Exercise prompt>
Retype every line from the top of the entries down to the one with "Query: marble column shaft", both included, and skip the pictures.

BEGIN Records to use

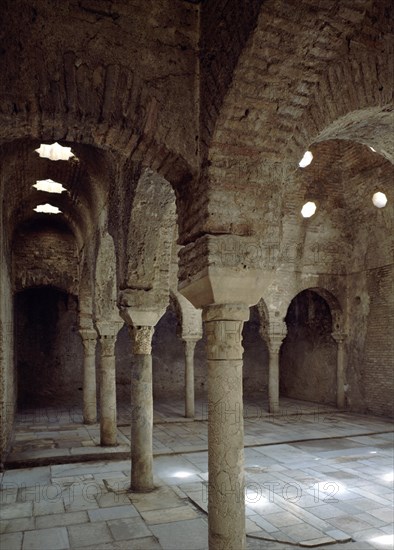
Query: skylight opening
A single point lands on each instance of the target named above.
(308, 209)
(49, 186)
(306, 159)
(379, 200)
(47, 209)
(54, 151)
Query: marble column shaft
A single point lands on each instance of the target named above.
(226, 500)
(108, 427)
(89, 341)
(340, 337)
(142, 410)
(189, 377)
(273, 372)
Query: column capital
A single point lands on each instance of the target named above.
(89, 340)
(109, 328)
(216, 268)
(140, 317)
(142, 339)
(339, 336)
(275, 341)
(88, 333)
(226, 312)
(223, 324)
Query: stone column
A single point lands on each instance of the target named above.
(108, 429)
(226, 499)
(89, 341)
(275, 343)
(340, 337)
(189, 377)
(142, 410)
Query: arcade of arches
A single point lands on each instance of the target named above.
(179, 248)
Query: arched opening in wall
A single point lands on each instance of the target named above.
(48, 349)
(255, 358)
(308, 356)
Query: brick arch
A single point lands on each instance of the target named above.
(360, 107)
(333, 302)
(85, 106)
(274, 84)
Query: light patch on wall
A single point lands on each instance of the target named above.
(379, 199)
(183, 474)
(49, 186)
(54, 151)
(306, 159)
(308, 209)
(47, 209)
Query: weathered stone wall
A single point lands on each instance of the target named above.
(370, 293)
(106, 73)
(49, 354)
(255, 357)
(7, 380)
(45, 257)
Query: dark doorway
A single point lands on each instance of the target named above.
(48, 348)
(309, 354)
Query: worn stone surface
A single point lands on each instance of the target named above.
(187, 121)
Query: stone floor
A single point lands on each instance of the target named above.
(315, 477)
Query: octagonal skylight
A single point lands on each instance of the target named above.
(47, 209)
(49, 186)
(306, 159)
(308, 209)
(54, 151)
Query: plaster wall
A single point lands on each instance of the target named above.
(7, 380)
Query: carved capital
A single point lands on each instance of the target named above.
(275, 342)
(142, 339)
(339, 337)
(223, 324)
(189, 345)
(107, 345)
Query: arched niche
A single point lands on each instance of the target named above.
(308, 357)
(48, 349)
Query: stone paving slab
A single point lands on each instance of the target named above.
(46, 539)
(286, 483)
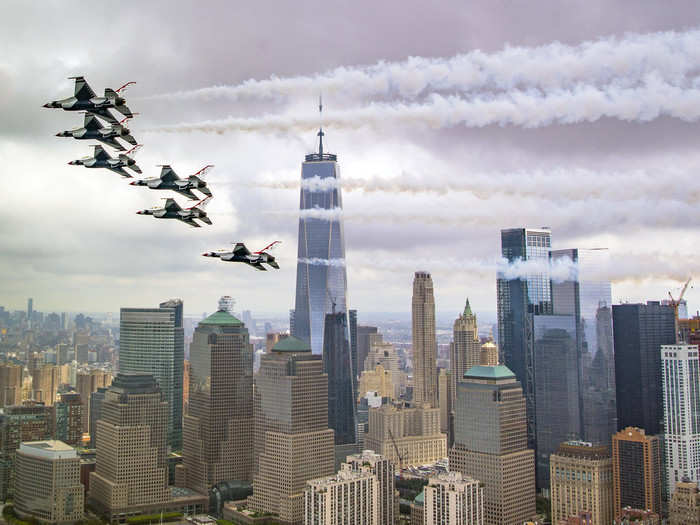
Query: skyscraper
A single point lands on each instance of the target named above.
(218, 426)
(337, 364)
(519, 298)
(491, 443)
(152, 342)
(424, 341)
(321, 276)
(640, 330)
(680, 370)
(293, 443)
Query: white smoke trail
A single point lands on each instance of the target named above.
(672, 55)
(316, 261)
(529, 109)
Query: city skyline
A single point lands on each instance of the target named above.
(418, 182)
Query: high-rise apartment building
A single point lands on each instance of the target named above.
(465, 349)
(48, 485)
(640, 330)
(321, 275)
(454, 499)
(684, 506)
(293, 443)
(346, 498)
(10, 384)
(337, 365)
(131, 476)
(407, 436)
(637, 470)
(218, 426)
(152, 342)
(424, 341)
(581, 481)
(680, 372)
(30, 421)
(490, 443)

END Records to use

Exercise result>
Query: skylight opening
A single point lands on each instance of the target named above.
(308, 209)
(49, 186)
(306, 159)
(379, 200)
(47, 209)
(54, 151)
Query: marble column shaft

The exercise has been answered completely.